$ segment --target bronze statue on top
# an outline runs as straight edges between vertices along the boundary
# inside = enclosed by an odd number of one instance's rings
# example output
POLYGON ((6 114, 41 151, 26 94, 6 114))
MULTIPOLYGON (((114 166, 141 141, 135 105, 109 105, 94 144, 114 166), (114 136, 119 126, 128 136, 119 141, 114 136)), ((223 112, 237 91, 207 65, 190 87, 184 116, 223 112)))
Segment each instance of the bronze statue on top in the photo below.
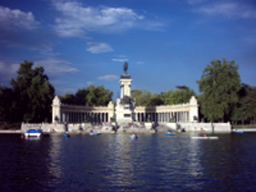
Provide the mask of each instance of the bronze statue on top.
POLYGON ((125 73, 127 71, 127 69, 128 69, 128 63, 125 62, 124 63, 124 71, 125 73))

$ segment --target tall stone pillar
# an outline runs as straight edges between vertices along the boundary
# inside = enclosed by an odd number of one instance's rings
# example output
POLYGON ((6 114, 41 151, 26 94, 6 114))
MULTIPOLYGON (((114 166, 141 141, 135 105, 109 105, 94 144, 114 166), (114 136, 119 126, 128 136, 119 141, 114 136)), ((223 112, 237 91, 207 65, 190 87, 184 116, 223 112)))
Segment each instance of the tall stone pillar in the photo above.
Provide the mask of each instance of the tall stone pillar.
POLYGON ((52 100, 52 122, 60 122, 61 120, 61 102, 59 97, 56 95, 52 100))

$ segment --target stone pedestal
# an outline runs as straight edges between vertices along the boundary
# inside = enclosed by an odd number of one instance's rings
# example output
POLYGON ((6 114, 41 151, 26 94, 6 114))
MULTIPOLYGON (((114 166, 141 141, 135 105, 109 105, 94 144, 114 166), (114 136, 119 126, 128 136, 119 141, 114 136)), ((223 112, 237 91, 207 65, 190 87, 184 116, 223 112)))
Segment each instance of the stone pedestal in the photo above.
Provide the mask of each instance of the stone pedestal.
POLYGON ((121 101, 120 99, 116 100, 115 108, 116 122, 118 125, 132 123, 134 111, 134 104, 132 102, 123 104, 121 101))

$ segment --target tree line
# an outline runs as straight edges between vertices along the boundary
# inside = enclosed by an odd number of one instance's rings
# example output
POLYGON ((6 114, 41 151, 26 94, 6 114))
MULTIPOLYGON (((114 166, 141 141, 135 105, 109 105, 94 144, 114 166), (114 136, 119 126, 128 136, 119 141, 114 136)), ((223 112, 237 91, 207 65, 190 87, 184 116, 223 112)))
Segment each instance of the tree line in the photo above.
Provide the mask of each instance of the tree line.
MULTIPOLYGON (((33 62, 20 63, 12 88, 0 86, 0 122, 51 122, 51 104, 55 95, 53 86, 42 66, 33 68, 33 62)), ((177 86, 166 92, 151 93, 135 89, 131 99, 142 106, 188 103, 195 96, 202 122, 231 122, 254 124, 256 115, 256 88, 241 83, 239 66, 234 61, 215 60, 206 66, 196 81, 200 95, 188 86, 177 86)), ((90 85, 74 94, 60 96, 62 103, 81 106, 107 106, 113 93, 104 86, 90 85)))

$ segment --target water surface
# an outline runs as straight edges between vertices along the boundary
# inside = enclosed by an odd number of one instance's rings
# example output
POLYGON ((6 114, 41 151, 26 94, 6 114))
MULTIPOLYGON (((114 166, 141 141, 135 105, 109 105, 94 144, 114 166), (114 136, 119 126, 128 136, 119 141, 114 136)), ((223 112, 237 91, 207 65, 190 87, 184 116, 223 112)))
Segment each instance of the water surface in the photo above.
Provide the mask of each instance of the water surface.
POLYGON ((0 191, 252 191, 255 133, 0 134, 0 191))

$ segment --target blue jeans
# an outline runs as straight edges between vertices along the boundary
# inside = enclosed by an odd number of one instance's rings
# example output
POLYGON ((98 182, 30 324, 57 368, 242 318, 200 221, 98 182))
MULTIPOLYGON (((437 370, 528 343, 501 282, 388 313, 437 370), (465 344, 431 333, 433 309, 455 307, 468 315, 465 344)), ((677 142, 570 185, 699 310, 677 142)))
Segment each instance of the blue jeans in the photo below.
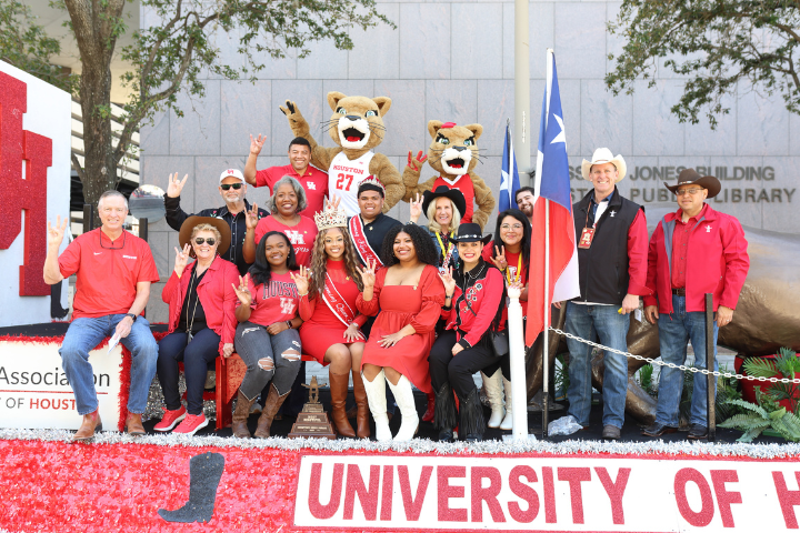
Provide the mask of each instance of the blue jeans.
----------
» **WHAT THE TASK ASKS**:
Rewrite all of the records above, replacing "photo" with "image" wherever it appears and keeping everything else the same. Leave the pictures out of your answer.

» **FINISHED ANSWER**:
$ segment --target bronze statue on top
# an outline runs as straight edges between vertices along the boundary
# inside = enclosed by an odd number of one instance's rings
# example output
POLYGON ((6 114, 41 151, 26 94, 6 114))
MULTIPOLYGON (((114 166, 141 141, 135 105, 109 105, 94 144, 114 166), (114 136, 119 126, 128 136, 119 141, 114 136)), ((223 112, 237 91, 207 65, 190 87, 184 116, 223 112)))
Segment each instance of the bronze statue on top in the image below.
Provide the mask of each instance of the bronze statue on top.
POLYGON ((125 73, 127 71, 127 69, 128 69, 128 63, 125 62, 124 63, 124 71, 125 73))

$ segment --target tall stone pillar
# an outline runs as straight edges between vertices along the boundary
# inside = enclosed by an odd number of one instance's rings
# example output
POLYGON ((6 114, 41 151, 26 94, 6 114))
MULTIPOLYGON (((114 166, 141 141, 135 105, 109 105, 94 144, 114 166), (114 136, 119 126, 128 136, 119 141, 114 136)), ((223 112, 237 91, 207 65, 190 87, 184 116, 223 112)))
Segment each instance of the tall stone pillar in the image above.
Provide the mask of each instance of the tall stone pillar.
POLYGON ((52 100, 52 122, 60 122, 61 120, 61 102, 59 97, 56 95, 52 100))

$ segment --target stone pedestal
# an outline runs as straight edges between vertices along the boundary
# inside = enclosed by an odd number of one instance's rings
# example output
POLYGON ((6 114, 41 151, 26 94, 6 114))
MULTIPOLYGON (((114 166, 141 141, 135 105, 109 105, 94 144, 114 166), (114 136, 119 126, 128 136, 119 141, 114 136)), ((223 112, 237 91, 207 65, 190 87, 184 116, 223 112)))
Segment each instance of the stone pedestal in the image above.
Provide the mask of each instance of the stone pedestal.
POLYGON ((121 101, 120 99, 116 100, 115 108, 116 122, 118 125, 132 123, 134 111, 134 104, 132 102, 123 104, 121 101))

$ segment --target tree line
# an outline runs as straight edges between vertices along the boundary
# inside = enclosed by an odd number of one instance's rings
# example output
POLYGON ((6 114, 41 151, 26 94, 6 114))
MULTIPOLYGON (((114 166, 141 141, 135 105, 109 105, 94 144, 114 166), (114 136, 119 126, 128 136, 119 141, 114 136)), ((223 112, 237 91, 207 65, 190 87, 184 116, 223 112)))
Segment each instance of the tree line in the image above.
Provide the mask of each instance of the tree line.
MULTIPOLYGON (((33 62, 20 63, 12 88, 0 86, 0 122, 51 122, 51 104, 55 95, 53 86, 42 66, 33 68, 33 62)), ((177 86, 166 92, 151 93, 135 89, 131 99, 142 106, 188 103, 195 96, 202 122, 231 122, 254 124, 256 115, 256 88, 241 83, 239 66, 234 61, 215 60, 206 66, 196 81, 200 95, 188 86, 177 86)), ((90 85, 74 94, 60 96, 62 103, 81 106, 107 106, 113 93, 104 86, 90 85)))

$ segment --target water surface
# an outline runs as straight edges between vertices along the boundary
# inside = enclosed by an odd number of one instance's rings
# example output
POLYGON ((6 114, 41 151, 26 94, 6 114))
MULTIPOLYGON (((114 166, 141 141, 135 105, 109 105, 94 144, 114 166), (114 136, 119 126, 128 136, 119 141, 114 136)), ((223 112, 237 91, 207 65, 190 87, 184 116, 223 112)))
Segment each instance of the water surface in the image above.
Provide the mask of each instance of the water surface.
POLYGON ((0 191, 252 191, 255 133, 0 134, 0 191))

$ segment --target blue jeans
# an outline runs as straight edges between vertices along the boundary
# inside = enclosed by an odd number of one instance's rings
# example output
POLYGON ((98 182, 30 324, 57 368, 242 318, 200 221, 98 182))
MULTIPOLYGON (((437 370, 528 343, 501 282, 388 313, 437 370), (465 344, 431 333, 433 309, 455 307, 468 315, 465 344)), ((677 142, 570 185, 699 310, 677 142)))
Segment each instance of the blue jeans in the image below.
Provide the mask of each instance of the blue jeans.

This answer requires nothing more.